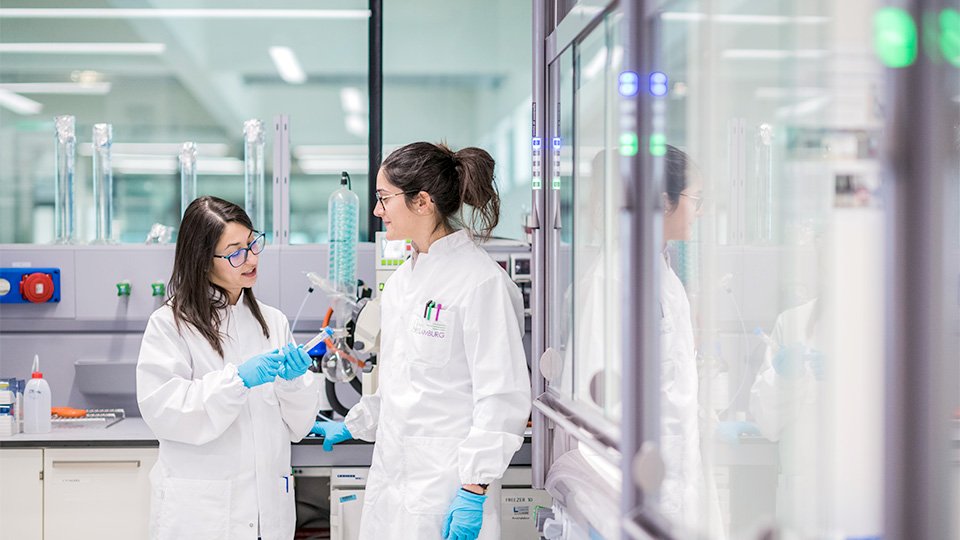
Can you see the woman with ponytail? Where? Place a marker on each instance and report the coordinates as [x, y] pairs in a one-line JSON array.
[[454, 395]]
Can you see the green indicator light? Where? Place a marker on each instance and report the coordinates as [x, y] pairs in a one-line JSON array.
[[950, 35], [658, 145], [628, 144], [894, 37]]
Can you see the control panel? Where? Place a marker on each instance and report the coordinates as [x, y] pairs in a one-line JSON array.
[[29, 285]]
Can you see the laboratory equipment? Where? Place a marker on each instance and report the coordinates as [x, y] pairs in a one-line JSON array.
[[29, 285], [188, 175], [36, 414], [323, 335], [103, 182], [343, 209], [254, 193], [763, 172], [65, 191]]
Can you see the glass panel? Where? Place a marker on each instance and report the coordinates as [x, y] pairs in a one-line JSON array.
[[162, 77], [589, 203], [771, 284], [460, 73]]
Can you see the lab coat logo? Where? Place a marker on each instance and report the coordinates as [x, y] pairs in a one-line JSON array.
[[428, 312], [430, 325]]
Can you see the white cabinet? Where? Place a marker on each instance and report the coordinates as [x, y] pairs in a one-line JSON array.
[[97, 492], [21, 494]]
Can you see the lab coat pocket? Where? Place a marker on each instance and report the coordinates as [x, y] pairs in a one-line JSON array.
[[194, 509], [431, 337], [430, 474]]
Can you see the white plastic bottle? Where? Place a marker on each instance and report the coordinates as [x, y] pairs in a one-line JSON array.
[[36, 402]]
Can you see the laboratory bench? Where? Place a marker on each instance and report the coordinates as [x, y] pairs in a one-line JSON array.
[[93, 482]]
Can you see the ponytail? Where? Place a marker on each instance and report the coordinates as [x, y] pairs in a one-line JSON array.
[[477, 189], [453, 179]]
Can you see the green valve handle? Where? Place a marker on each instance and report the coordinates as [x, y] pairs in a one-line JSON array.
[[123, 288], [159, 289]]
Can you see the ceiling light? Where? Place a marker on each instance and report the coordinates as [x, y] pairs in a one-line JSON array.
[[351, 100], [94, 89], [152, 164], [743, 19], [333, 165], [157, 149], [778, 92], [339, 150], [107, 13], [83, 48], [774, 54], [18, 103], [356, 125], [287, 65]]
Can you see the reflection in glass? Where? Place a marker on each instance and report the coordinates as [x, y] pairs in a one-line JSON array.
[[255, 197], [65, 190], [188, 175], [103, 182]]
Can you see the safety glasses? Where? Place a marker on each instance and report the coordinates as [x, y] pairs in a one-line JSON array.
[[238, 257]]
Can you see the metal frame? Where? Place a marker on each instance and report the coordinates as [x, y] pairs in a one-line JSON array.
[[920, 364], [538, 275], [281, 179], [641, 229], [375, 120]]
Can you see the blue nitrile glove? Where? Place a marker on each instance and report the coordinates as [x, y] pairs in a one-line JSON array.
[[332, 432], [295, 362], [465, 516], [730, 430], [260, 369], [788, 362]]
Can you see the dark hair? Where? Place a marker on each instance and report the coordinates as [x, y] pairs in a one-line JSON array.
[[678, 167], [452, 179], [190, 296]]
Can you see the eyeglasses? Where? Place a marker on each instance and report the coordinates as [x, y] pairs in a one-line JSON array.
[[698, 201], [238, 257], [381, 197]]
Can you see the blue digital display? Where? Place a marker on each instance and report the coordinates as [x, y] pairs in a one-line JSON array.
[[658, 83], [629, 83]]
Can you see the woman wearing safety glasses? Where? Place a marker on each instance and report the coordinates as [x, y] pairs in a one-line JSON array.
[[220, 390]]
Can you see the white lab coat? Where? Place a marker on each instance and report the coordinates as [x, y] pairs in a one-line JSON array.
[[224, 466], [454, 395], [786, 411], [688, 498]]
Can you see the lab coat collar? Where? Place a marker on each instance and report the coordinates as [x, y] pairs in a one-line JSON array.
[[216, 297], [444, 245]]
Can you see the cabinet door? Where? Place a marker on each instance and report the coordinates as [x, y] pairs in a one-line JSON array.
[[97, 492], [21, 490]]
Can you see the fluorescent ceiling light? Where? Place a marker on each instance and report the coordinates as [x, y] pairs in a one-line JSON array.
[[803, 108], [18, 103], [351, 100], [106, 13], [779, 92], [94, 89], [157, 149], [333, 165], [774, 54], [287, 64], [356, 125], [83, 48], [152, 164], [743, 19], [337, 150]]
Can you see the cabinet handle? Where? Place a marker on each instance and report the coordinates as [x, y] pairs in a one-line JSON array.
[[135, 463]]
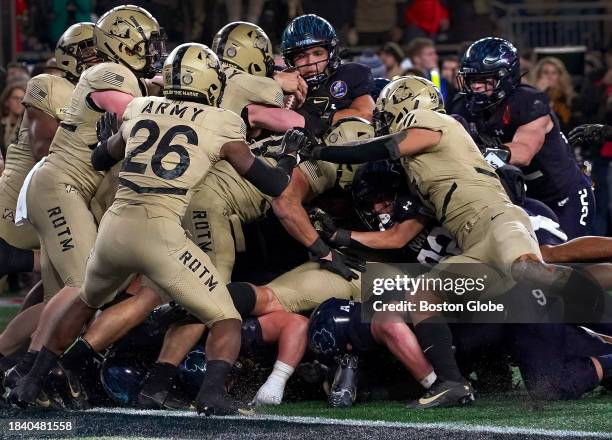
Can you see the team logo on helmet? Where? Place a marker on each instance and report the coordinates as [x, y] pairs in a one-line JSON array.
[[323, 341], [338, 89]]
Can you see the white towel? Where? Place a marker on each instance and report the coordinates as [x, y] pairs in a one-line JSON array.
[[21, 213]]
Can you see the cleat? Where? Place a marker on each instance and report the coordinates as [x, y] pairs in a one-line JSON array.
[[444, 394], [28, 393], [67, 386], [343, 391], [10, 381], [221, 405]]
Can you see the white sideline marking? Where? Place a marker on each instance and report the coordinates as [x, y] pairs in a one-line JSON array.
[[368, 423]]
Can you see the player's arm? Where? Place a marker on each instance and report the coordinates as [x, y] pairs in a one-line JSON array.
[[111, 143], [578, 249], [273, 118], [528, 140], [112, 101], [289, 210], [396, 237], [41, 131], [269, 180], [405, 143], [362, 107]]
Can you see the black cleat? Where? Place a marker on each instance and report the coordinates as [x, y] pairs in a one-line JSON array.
====================
**Try it:**
Set down the data exactly as it appears, without any images.

**Task output:**
Can you see the woman with ponytail? Where? Place a marker on each instance and report the coordinates as [x, y] pairs in a one-line JSON array.
[[454, 395]]
Can you see the green indicator light? Where? Place a marker on each instance and report the coordinates as [x, y] pairs in a one-line JSON array.
[[950, 35], [658, 145], [628, 144], [894, 37]]
Can you see the control panel? Where? Place a marker on each instance and report the coordinates as [x, y] pairs in a one-line JSON array.
[[29, 285]]
Can you see the laboratory equipment? Where? Place a marker on each instance and report the coordinates as [x, y] pairs in a one-line JSON array.
[[29, 285], [188, 175], [36, 414], [323, 335], [103, 182], [343, 209], [254, 193], [763, 172], [65, 191]]
Can you see the glass panel? Where? Place a marker on each instance and report the coordinates as [x, y] pairs in a one-line JSON array.
[[162, 77], [589, 203], [771, 284], [460, 73]]
Can you see the lab coat logo? Where? Place a marker on each instance and report the coordinates as [x, y] pairs in a one-line JSON array.
[[428, 312], [430, 325]]
Can you see the white cabinet? Where? Place a marker on each instance and report the coordinates as [x, y] pairs in a one-line JSON array.
[[97, 492], [21, 494]]
Can you see the lab coat pocket? Where? Place a marker on each instance and report the coordinates as [x, y] pairs in a one-line JSON array.
[[194, 509], [431, 337], [430, 474]]
Can you see the white plastic bottle? Where? Place a marker on each instance and report the coordinates as [x, y] pairs in a one-line JSON array.
[[36, 402]]
Can you see the laboratory bench? Where? Place a marker on each instance and report the coordinates as [x, y] pairs in a one-line JSON array.
[[93, 482]]
Can you see the ponytail? Where? Place a marker on each instance and report the coordinates as [x, y] pairs in a one-line JSON array.
[[477, 189], [453, 179]]
Can you see the green valve handle? Where? Place a marker on each instance and report the coordinates as [x, y] pairs in a one-line JSON array.
[[123, 288], [159, 289]]
Can you see the ceiling light? Where? Place a marker on each instance and report the coordinates as [x, y] pairs in a one-line JSON array.
[[351, 100], [94, 89], [152, 164], [743, 19], [333, 165], [157, 149], [778, 92], [339, 150], [107, 13], [83, 48], [774, 54], [18, 103], [356, 125], [287, 65]]
Can you see the reflection in glass? Where? Place a marker on each instance and report the coordinates as [x, y] pairs in a one-line JSON array.
[[255, 197], [65, 190], [188, 175], [103, 182]]
Can you see the safety glasses? Where? Place a marker on each instance and report the coordinates as [x, y] pairs in a one-line JSON array.
[[238, 257]]
Can you see the metal frame? Where? Place a marker on each instance and report the coordinates as [x, y] pairs in a one-line JSON array.
[[920, 364], [538, 275], [281, 179], [641, 229], [375, 120]]
Can you see the blue nitrile glove? Where? Place a marker on each instance and report the coordinates as [x, y] pairs in a one-line JSON array.
[[332, 432], [295, 362], [465, 516], [730, 430], [260, 369], [788, 362]]
Can you see the dark hair? Where? Place a marker on each instance and report the coordinates as [x, y] pairs in a one-line JSON array.
[[678, 167], [452, 179], [190, 296]]
Can you see the eyeglasses? Where? Place a marker on each instance and report the coordinates as [x, y] pairs in a one-line JSON array.
[[698, 201], [238, 257], [381, 197]]
Can you see the blue digital display? Where? Place a marker on each instance and report the coordinates as [x, y] pairs in a one-line JSON array.
[[658, 83], [629, 83]]
Can you see the woman wearing safety glasses? Where? Place a marker on each instance and report the coordinates as [x, y] pairs in a one-line JSON array.
[[220, 390]]
Can you see the white lab coat? Where? Place a marker on each instance and report the coordinates as [x, y] pairs in a one-line JSON array.
[[224, 466], [454, 395], [786, 411], [688, 498]]
Can you see the lab coat collar? Where? Place a marker on each instance and report the coordinates as [x, y] pairs in a one-line JSON array.
[[216, 297], [444, 245]]
Can you see the cabinet door? Where? Place a marker on each instance and report the coordinates as [x, y] pairs in a one-line JSON array.
[[97, 492], [21, 490]]
Can you see the fluorescent ceiling light? Where? Place a marker on each instance and report the coordinates as [x, y] pairs in a one-line JSON array.
[[803, 108], [18, 103], [351, 100], [106, 13], [779, 92], [94, 89], [157, 149], [333, 165], [774, 54], [287, 64], [356, 125], [83, 48], [152, 164], [743, 19], [337, 150]]
Can you see the cabinet handle? Where? Place a marker on each instance and report the coordinates as [x, y] pairs in a one-line JSON array.
[[135, 463]]
Can you see the team logo on helmet? Where? Place a marker on each instance and report the coordinates as [x, y] pairs in a one-line JSON array.
[[323, 341], [338, 89]]
Can you see the white towel? Where? Place a marker on each instance and report the coordinates as [x, y] pairs in a one-line JSON array.
[[21, 213]]
Can you see the cleat? Where? Place a marker on each instance and report the coordinates as [x, y] pairs in a one-line JSON array.
[[444, 394], [28, 393], [67, 386], [343, 391], [10, 381], [221, 405]]
Can you see the white sideline marking? Where? Place a marker on each instance and report the coordinates as [x, y] pairs in a one-line JSON array.
[[368, 423]]
Can you see the player's arm? Where? Place a marker on each instance and report the coordinates as [x, y] pairs in a one-line JSON array.
[[111, 143], [578, 249], [273, 118], [528, 140], [112, 101], [289, 210], [396, 237], [41, 131], [269, 180], [405, 143], [362, 107]]
Can you see the black cleat? Where? Place a marker on each instance and report the coordinates as [x, y] pairs in a one-line JSON array.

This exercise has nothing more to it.